What to do
Exact repetition of the data below is required.
━━━━━━━━━━━━━━━━━━━━━━━━━━━━━━
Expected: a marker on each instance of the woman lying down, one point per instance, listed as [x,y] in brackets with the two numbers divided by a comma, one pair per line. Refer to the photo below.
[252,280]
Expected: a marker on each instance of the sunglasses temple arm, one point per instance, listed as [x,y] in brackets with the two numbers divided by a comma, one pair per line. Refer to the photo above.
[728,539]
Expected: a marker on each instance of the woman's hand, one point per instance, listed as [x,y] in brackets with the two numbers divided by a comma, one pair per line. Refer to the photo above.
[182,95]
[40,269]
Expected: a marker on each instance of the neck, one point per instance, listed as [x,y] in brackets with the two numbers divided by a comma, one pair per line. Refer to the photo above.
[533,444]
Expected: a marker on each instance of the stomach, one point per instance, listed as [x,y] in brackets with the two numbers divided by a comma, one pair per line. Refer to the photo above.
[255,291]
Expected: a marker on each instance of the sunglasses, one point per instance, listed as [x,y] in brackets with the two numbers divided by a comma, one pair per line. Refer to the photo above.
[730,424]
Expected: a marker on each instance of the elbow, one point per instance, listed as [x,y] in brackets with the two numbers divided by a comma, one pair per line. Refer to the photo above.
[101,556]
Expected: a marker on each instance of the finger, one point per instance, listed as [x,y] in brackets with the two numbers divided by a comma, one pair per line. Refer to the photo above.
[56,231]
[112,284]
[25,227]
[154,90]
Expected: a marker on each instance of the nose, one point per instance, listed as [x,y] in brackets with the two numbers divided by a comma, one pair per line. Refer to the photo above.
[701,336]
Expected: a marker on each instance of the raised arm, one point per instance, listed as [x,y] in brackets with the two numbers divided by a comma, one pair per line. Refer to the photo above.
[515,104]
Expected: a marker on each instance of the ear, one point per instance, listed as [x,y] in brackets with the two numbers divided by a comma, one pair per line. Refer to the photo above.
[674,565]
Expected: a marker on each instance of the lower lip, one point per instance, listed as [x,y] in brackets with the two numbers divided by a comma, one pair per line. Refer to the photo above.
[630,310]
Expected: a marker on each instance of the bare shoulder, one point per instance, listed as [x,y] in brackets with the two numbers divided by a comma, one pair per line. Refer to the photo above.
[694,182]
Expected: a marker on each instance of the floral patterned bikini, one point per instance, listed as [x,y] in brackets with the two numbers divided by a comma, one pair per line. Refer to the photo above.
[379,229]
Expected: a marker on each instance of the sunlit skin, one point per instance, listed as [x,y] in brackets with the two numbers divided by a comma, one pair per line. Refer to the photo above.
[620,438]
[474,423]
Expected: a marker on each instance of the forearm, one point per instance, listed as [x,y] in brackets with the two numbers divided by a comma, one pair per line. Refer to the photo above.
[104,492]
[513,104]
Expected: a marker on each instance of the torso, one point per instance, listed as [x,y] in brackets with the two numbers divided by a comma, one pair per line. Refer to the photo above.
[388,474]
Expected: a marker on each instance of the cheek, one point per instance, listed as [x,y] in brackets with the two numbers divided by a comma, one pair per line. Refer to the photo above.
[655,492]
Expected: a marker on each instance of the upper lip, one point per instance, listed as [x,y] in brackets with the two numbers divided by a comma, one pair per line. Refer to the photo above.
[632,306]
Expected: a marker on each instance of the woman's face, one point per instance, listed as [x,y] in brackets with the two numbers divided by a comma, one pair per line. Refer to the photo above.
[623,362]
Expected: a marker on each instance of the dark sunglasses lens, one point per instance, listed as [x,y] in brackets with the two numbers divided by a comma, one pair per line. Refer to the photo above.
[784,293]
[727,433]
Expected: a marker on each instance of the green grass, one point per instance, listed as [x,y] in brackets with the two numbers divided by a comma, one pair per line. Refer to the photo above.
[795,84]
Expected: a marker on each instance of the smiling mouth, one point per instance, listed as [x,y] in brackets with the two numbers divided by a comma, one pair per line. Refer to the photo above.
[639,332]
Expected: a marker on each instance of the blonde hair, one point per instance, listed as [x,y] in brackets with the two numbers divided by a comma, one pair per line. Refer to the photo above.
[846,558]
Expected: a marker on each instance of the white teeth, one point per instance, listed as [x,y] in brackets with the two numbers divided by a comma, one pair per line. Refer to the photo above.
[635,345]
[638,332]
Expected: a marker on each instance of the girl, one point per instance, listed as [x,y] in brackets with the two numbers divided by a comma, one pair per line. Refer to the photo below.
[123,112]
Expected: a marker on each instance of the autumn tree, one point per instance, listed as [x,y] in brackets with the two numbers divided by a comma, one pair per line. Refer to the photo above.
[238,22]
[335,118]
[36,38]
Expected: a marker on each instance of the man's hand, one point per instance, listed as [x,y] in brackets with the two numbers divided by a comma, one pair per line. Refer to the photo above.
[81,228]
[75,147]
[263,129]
━━━━━━━━━━━━━━━━━━━━━━━━━━━━━━
Answer for this exercise
Expected: a marker on each instance of the woman lying down, one point per instance, listed as [x,y] in brackets with the two numbers divided by a comma, one pair per line. Refer to the photo below.
[252,280]
Expected: a marker on each instance of the sunglasses temple arm, one point per instance, listed as [x,y] in brackets with the two numbers divided by a comma, one pair per line. Refer to the photo above.
[728,539]
Expected: a marker on each instance of the woman's hand, one point per instance, listed as [x,y] in brackets with the two numbers divided by a comma, one pair per line. Refer to the photo above.
[182,95]
[40,269]
Expected: a marker on each instance of the neck, one point per instance, listed as [x,y] in brackets with the two numbers divided by a comma, one pair per line. Refer to the photo above.
[533,444]
Expected: a marker on each instance of the stomach, one point per instance, listed as [x,y] in brackets with the two numbers divided by a comma, one pair per line. Refer to the photo above.
[255,291]
Expected: a marker on each instance of the sunglasses, one point per instance, listed as [x,y] in brackets with the two numbers divided by a comma, one pair per line. Refer to the photo above.
[730,424]
Expected: a marker on each instance of the elbow, one point per instance, listed as [x,y] in brackets with the two numbers divided by a comma, one pair per line. Refer to the photo above.
[101,556]
Expected: a marker on each instance of the finger, one point per instance, listed as [x,y] in brackets with the two numbers divided by a comma, one pair per line. Refer to the photo above.
[56,231]
[112,284]
[25,227]
[154,90]
Expected: a marker on each instance of the nose, one point per instance, listed as [x,y] in brackets with the two numbers divided by a comma, one pair per line. Refer to the photo above.
[701,336]
Expected: a marker on each instance of the raised arm, one point per instance, listed as [x,y] in brackets with the two numbers divided by a comma, one pair per line. Refer to the photo above.
[515,104]
Expected: a marker on each instance of the ear, one point per instance, listed as [x,y] in brackets with the two numbers divided by a comma, one pair per line. Refer to the photo above.
[674,565]
Expected: a marker on each instance of the lower lip, one point per instance, listed as [x,y] in brackets with the two numbers divided by a comma, one pair per line. Refer to the photo above.
[630,310]
Expected: a marker on each instance of the bare shoulder, one point per instance, listed as [x,y] in brackets with the two numbers divided by a comma, one pair per line. Refer to the photo above.
[694,182]
Expected: a marker on each instance of the floral patterned bikini, one point per instance, listed as [x,y] in brackets with the two numbers divided by a comma, one pair per line. Refer to the photo above.
[379,229]
Expected: a marker on each instance of the sunlit skin, one point per instance, listed as [x,y] in brackets with the two numbers divided by a comma, one pair per line. Refer to the photo above.
[620,438]
[474,423]
Expected: a marker on each instance of the forearm, one point per instance, listed as [x,y] in brackets with the two numbers divided by a comma, one pair per line. Refer to the photo above.
[104,492]
[513,104]
Expected: a marker on each instance of the torso, one point per instance, listed as [x,y] in brackets with the two numbers divided by a comma, one pair per line. Refer to the photo above.
[388,474]
Expected: a marker on each instance of the cheek, one point per instance, listed as [x,y] in brackets with the two numbers divided by a comma, one pair per line. Refer to the photo above.
[655,492]
Expected: a marker on each instance of the upper lip, one point per instance, listed as [x,y] in brackets with the two numbers divided by a comma, one pair per line. Refer to the photo above.
[632,306]
Expected: a marker on each instance of the woman's face, one point per instance, listed as [x,y] in brackets with the two numbers divided by a comma, one pair per line. Refer to the photo above.
[623,362]
Expected: a marker on each instance of the dark sunglasses lens, one point per instance, listed as [x,y] in brackets with the two numbers divided by a comma, one pair per line. Refer to the photo above.
[784,293]
[727,433]
Expected: a marker on each instance of the green grass, one point per instance, listed as [x,y] in brackets with the two numbers divided by a comma, one pair per line. Refer to the photo above.
[795,84]
Expected: a marker on each instance of the smiling mouth, one point per instance, listed as [x,y] in brackets with the two numbers divided by a comma, one pair per line. Refer to the photo above.
[639,332]
Expected: a marker on each instance of the blonde hair, one point per instance, listed as [x,y] in brackets with the two numbers divided by a comma, one pair per line. Refer to the photo above.
[846,558]
Expected: a marker on each instance of the white teeth, one point per instance, listed as [x,y] in brackets with the two numbers divided by a comma, one pair per line. Refer to the photo above.
[635,345]
[638,332]
Expected: a marker on each instance of the girl, one point per instance, listed as [x,y] in brackets with the two numbers divided by a comma, one pair per line. Refer to the photo below.
[123,112]
Expected: a marker on each instance of the autumn tree, one point per instance, listed as [x,y] in brackets with the two numbers divided by a comma, one pair per line. Refer to the photo above.
[238,22]
[335,118]
[36,38]
Expected: a marker on each instance of the man's hand, one point per instance, listed as [x,y] in brackets with the two numbers divided by a comma, one pair per line. Refer to the photo above.
[81,228]
[75,147]
[263,129]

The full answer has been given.